▸ TEXT SHOWN:
====
Last month, the committee heard a public comment drafted by iBerkshires.com reporter Stephen Dravis that questioned why the body refuses to post supporting material for topics under discussion at public meetings prior to the meeting.
 
The district's past practice has been to post background material — like a district policy to be voted on in a meeting or a draft budget — after the meeting has occurred, even though it has the mechanism to provide that information to members of the community before the meeting.
 
"It is unreasonable to require residents to submit comments in advance (or sign up for comment if/when regular public meetings are possible) when they have no idea what there is to comment about," went the public comment read at the Sept. 24 School Committee meeting.
 
One of the district's two member towns, Williamstown, has a page on its website dedicated to various committees' meeting packets, which members of the public can view before the public body deliberates.
 
Interim Superintendent Robert Putnam argued that the School Committee should not follow that path.
 
"The School Committee is the body which needs information in order to conduct its deliberations," Putnam said. "That's why the School Committee would get it in advance of a group. I would argue that if everybody has it, given the modern world we live in, discussions could start long before the School Committee ever has a chance to discuss the material.
 
"What happens is that social media becomes a forum where things are discussed long before the School Committee has an opportunity to discuss and deliberate and make a decision. One of the difficulties of publishing the materials that the School Committee is going to discuss well in advance is that those things can then become a part of the public discourse on social media, which I don't think would be helpful to calm, reasoned deliberations by a School Committee."
====
▸ DATASET CONTENT:

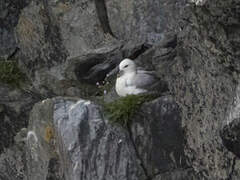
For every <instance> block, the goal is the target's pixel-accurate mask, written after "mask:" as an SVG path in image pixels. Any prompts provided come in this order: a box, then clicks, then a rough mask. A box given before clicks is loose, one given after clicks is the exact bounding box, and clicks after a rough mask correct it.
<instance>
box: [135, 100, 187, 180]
mask: <svg viewBox="0 0 240 180" xmlns="http://www.w3.org/2000/svg"><path fill="white" fill-rule="evenodd" d="M181 119H182V118H181V110H180V109H179V107H178V105H177V104H176V103H175V102H174V100H173V98H172V97H170V96H163V97H161V98H158V99H156V100H154V101H152V102H149V103H145V104H144V105H143V106H142V108H141V110H140V112H139V113H138V115H137V116H136V117H135V118H134V121H133V123H132V126H131V130H130V131H131V134H132V138H133V142H134V144H135V146H136V149H137V152H138V155H139V157H140V158H141V159H142V163H143V164H144V167H145V168H146V171H147V173H148V176H149V177H153V176H154V175H155V174H160V173H165V172H172V171H174V170H176V169H185V168H187V164H186V158H185V155H184V134H183V129H182V127H181Z"/></svg>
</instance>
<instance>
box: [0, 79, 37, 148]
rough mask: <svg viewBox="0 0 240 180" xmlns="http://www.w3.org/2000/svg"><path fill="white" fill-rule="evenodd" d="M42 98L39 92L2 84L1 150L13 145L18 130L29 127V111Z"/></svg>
mask: <svg viewBox="0 0 240 180" xmlns="http://www.w3.org/2000/svg"><path fill="white" fill-rule="evenodd" d="M40 99H41V97H39V96H37V94H33V93H30V92H27V91H24V90H19V89H13V88H10V87H8V86H6V85H3V84H1V85H0V120H1V121H0V152H3V150H4V149H5V148H8V147H9V146H12V145H13V143H14V136H15V135H16V134H17V132H18V131H20V129H22V128H24V127H27V125H28V117H29V112H30V110H31V108H32V106H33V104H34V103H35V102H37V101H39V100H40Z"/></svg>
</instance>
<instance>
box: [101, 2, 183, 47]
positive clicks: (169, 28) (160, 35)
mask: <svg viewBox="0 0 240 180" xmlns="http://www.w3.org/2000/svg"><path fill="white" fill-rule="evenodd" d="M106 6H107V10H108V16H109V23H110V27H111V28H112V32H113V34H114V35H116V36H117V37H118V38H119V39H124V40H129V39H131V40H134V41H135V42H141V41H143V42H148V43H150V44H158V43H159V42H160V41H161V40H162V38H163V37H164V36H165V34H164V32H166V31H169V30H172V31H176V30H177V29H176V28H175V27H176V25H177V24H176V22H177V18H178V16H177V14H178V13H172V12H173V11H176V12H178V11H179V7H181V3H180V2H178V1H175V0H171V1H161V2H159V1H153V0H150V1H149V0H148V1H146V0H139V1H134V0H130V1H129V0H123V1H117V0H107V1H106Z"/></svg>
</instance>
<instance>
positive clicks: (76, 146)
mask: <svg viewBox="0 0 240 180" xmlns="http://www.w3.org/2000/svg"><path fill="white" fill-rule="evenodd" d="M27 149H28V154H27V157H28V178H29V179H31V180H44V179H47V177H49V176H50V175H49V173H50V174H51V176H53V175H52V173H53V172H52V170H51V169H49V167H48V166H49V165H51V164H52V165H51V166H54V167H55V168H56V171H54V173H55V176H56V174H57V175H58V176H59V177H61V178H62V177H65V179H67V180H78V179H84V180H88V179H89V180H93V179H99V180H100V179H102V180H103V179H108V180H111V179H112V180H115V179H122V180H125V179H126V180H127V179H128V180H130V179H131V180H134V179H135V180H138V179H144V178H145V174H144V171H143V169H142V167H141V166H140V162H139V160H138V158H137V156H136V152H135V151H134V148H133V145H132V142H131V139H130V138H129V135H128V133H127V131H126V130H124V129H122V128H121V127H114V126H112V125H110V124H108V123H107V121H106V119H105V118H104V117H103V115H102V112H101V111H100V107H98V106H97V105H94V104H93V103H91V102H90V101H85V100H81V99H80V100H79V99H73V98H70V99H69V98H61V97H59V98H54V99H48V100H45V101H43V102H40V103H38V104H36V105H35V106H34V108H33V110H32V112H31V117H30V122H29V128H28V135H27ZM51 161H53V162H51ZM54 162H57V163H56V164H55V163H54ZM59 174H60V175H59Z"/></svg>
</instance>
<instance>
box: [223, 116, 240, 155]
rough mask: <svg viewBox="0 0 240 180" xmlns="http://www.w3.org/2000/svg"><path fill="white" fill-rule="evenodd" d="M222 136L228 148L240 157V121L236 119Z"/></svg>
mask: <svg viewBox="0 0 240 180" xmlns="http://www.w3.org/2000/svg"><path fill="white" fill-rule="evenodd" d="M220 134H221V137H222V140H223V144H224V145H225V146H226V148H227V149H228V150H229V151H231V152H233V153H234V154H235V155H236V156H237V157H240V119H239V118H238V119H234V120H233V121H232V122H231V123H229V124H227V125H226V126H225V127H224V128H223V129H222V131H221V133H220Z"/></svg>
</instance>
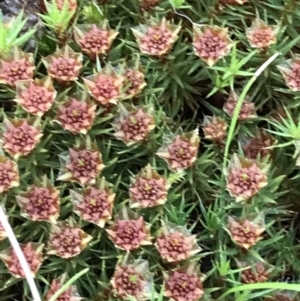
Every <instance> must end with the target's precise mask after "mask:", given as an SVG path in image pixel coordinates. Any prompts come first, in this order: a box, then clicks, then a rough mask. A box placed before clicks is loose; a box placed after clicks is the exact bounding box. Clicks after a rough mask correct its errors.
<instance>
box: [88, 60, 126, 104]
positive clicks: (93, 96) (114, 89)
mask: <svg viewBox="0 0 300 301" xmlns="http://www.w3.org/2000/svg"><path fill="white" fill-rule="evenodd" d="M83 81H84V84H85V86H86V88H87V89H88V91H89V93H90V95H91V96H92V97H93V98H94V99H95V100H96V101H97V102H98V103H100V104H102V105H104V106H105V105H108V104H116V103H117V102H118V101H119V100H120V98H121V97H122V88H123V82H124V77H122V76H121V75H119V74H118V73H117V72H116V71H115V70H114V68H113V67H112V66H111V65H110V64H107V65H106V66H105V67H104V68H102V69H101V71H100V72H98V73H97V74H95V75H91V76H88V77H85V78H83Z"/></svg>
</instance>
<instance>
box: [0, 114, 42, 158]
mask: <svg viewBox="0 0 300 301" xmlns="http://www.w3.org/2000/svg"><path fill="white" fill-rule="evenodd" d="M2 130H3V133H2V137H1V141H2V148H3V149H4V150H5V151H6V152H7V153H8V154H10V155H11V156H12V157H13V158H15V159H18V158H19V157H21V156H27V155H29V154H30V153H31V152H32V151H33V150H34V149H35V148H36V146H37V144H38V143H39V142H40V140H41V138H42V136H43V133H42V131H41V128H40V120H39V119H8V118H6V117H4V119H3V127H2Z"/></svg>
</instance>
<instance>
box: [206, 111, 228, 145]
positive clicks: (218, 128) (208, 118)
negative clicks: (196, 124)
mask: <svg viewBox="0 0 300 301" xmlns="http://www.w3.org/2000/svg"><path fill="white" fill-rule="evenodd" d="M227 128H228V124H227V122H226V121H225V120H224V119H222V118H221V117H217V116H215V115H214V116H204V120H203V127H202V129H203V132H204V137H205V139H208V140H212V141H223V140H224V139H225V137H226V136H227Z"/></svg>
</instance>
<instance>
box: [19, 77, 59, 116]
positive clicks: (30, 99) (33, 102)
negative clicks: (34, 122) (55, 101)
mask: <svg viewBox="0 0 300 301" xmlns="http://www.w3.org/2000/svg"><path fill="white" fill-rule="evenodd" d="M16 86H17V93H16V98H15V99H14V101H15V102H16V103H18V104H19V105H20V106H21V107H22V108H23V109H24V110H25V111H26V112H28V113H30V114H32V115H36V116H38V117H41V116H43V115H44V114H45V113H46V112H47V111H49V110H50V108H51V107H52V105H53V102H54V100H55V98H56V95H57V92H56V90H55V89H54V86H53V83H52V80H51V78H50V77H48V76H46V77H44V78H41V79H39V78H36V79H34V81H32V80H27V81H20V82H17V84H16Z"/></svg>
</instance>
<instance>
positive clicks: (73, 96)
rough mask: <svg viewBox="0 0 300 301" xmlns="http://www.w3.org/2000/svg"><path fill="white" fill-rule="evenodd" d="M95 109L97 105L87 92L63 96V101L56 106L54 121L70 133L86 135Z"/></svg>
mask: <svg viewBox="0 0 300 301" xmlns="http://www.w3.org/2000/svg"><path fill="white" fill-rule="evenodd" d="M96 109H97V106H96V105H95V104H94V103H93V102H92V101H91V100H90V97H89V95H88V94H87V93H79V94H76V95H74V96H72V97H65V98H64V100H63V103H61V104H59V105H58V107H57V115H56V119H55V120H54V121H55V122H58V123H59V124H60V125H61V126H62V127H63V129H64V130H66V131H70V132H71V133H72V134H75V135H76V134H83V135H86V134H87V132H88V130H89V129H90V128H91V127H92V125H93V122H94V119H95V116H96Z"/></svg>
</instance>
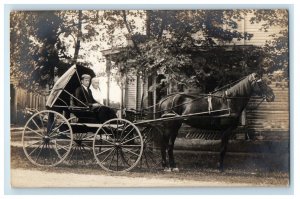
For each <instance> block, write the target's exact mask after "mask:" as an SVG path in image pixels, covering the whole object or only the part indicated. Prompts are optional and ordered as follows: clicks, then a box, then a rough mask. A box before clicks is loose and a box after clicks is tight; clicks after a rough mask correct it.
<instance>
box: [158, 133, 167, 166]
mask: <svg viewBox="0 0 300 199" xmlns="http://www.w3.org/2000/svg"><path fill="white" fill-rule="evenodd" d="M166 149H167V143H166V140H165V138H164V137H162V139H161V143H160V152H161V165H162V167H163V168H164V169H165V168H167V167H168V165H167V155H166Z"/></svg>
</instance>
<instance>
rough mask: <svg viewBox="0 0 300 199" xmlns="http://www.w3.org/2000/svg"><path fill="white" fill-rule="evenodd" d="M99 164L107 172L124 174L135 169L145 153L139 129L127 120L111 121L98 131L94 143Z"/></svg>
mask: <svg viewBox="0 0 300 199" xmlns="http://www.w3.org/2000/svg"><path fill="white" fill-rule="evenodd" d="M93 152H94V156H95V159H96V161H97V163H98V164H99V165H100V167H102V168H103V169H104V170H106V171H114V172H124V171H130V170H131V169H133V168H134V167H135V166H136V165H137V164H138V162H139V160H140V159H141V156H142V153H143V138H142V135H141V133H140V131H139V129H138V128H137V127H136V126H135V125H134V124H133V123H131V122H130V121H128V120H125V119H117V118H116V119H111V120H108V121H107V122H105V123H103V125H102V126H101V127H100V128H99V129H98V130H97V132H96V134H95V137H94V141H93Z"/></svg>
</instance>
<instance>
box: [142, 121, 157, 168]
mask: <svg viewBox="0 0 300 199" xmlns="http://www.w3.org/2000/svg"><path fill="white" fill-rule="evenodd" d="M139 129H140V130H141V134H142V136H143V142H144V149H143V154H142V157H141V160H140V163H139V167H140V168H142V169H148V170H155V169H157V168H160V164H161V150H160V148H161V147H160V141H161V136H162V133H161V131H160V130H159V128H157V127H156V126H152V125H149V126H144V127H140V128H139Z"/></svg>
====
▸ EXERCISE GOAL: Retype the entire passage above about the School Committee's practice of posting meeting materials, word for word.

▸ EXERCISE SOLUTION:
Last month, the committee heard a public comment drafted by iBerkshires.com reporter Stephen Dravis that questioned why the body refuses to post supporting material for topics under discussion at public meetings prior to the meeting.
 
The district's past practice has been to post background material — like a district policy to be voted on in a meeting or a draft budget — after the meeting has occurred, even though it has the mechanism to provide that information to members of the community before the meeting.
 
"It is unreasonable to require residents to submit comments in advance (or sign up for comment if/when regular public meetings are possible) when they have no idea what there is to comment about," went the public comment read at the Sept. 24 School Committee meeting.
 
One of the district's two member towns, Williamstown, has a page on its website dedicated to various committees' meeting packets, which members of the public can view before the public body deliberates.
 
Interim Superintendent Robert Putnam argued that the School Committee should not follow that path.
 
"The School Committee is the body which needs information in order to conduct its deliberations," Putnam said. "That's why the School Committee would get it in advance of a group. I would argue that if everybody has it, given the modern world we live in, discussions could start long before the School Committee ever has a chance to discuss the material.
 
"What happens is that social media becomes a forum where things are discussed long before the School Committee has an opportunity to discuss and deliberate and make a decision. One of the difficulties of publishing the materials that the School Committee is going to discuss well in advance is that those things can then become a part of the public discourse on social media, which I don't think would be helpful to calm, reasoned deliberations by a School Committee."